[[ INFORMATION SHOWN open ]]

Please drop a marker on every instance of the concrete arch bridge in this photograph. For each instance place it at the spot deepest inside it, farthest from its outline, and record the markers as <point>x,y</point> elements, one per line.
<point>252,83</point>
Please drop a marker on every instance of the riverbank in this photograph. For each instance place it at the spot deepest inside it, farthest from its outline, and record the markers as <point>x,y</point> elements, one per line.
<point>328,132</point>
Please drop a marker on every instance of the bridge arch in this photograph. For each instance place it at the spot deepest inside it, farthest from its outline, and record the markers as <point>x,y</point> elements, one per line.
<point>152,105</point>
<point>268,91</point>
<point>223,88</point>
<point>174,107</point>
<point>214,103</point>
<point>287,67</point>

[[ INFORMATION SHOWN closed ]]

## EXERCISE DIRECTIONS
Could you give the records again, exactly as they appear?

## EXPECTED ANSWER
Please drop a marker on every instance of the concrete arch bridge in this photograph. For each instance place it at the spot deepest inside it, farthest from its outline, and record the markers as <point>x,y</point> elements, one per line.
<point>252,83</point>
Please drop a marker on every instance of the riverbank in this photograph. For each instance place it at the spot deepest inside it, farthest from its outline, and record the markers as <point>x,y</point> elements, one per line.
<point>328,132</point>
Please drop a marker on every instance of the bridge arch in this photograph. For each instance place it at the spot deepest inside it, farthest from its outline, and record the markers as <point>x,y</point> elements, one per line.
<point>152,105</point>
<point>268,91</point>
<point>223,88</point>
<point>174,107</point>
<point>214,103</point>
<point>287,67</point>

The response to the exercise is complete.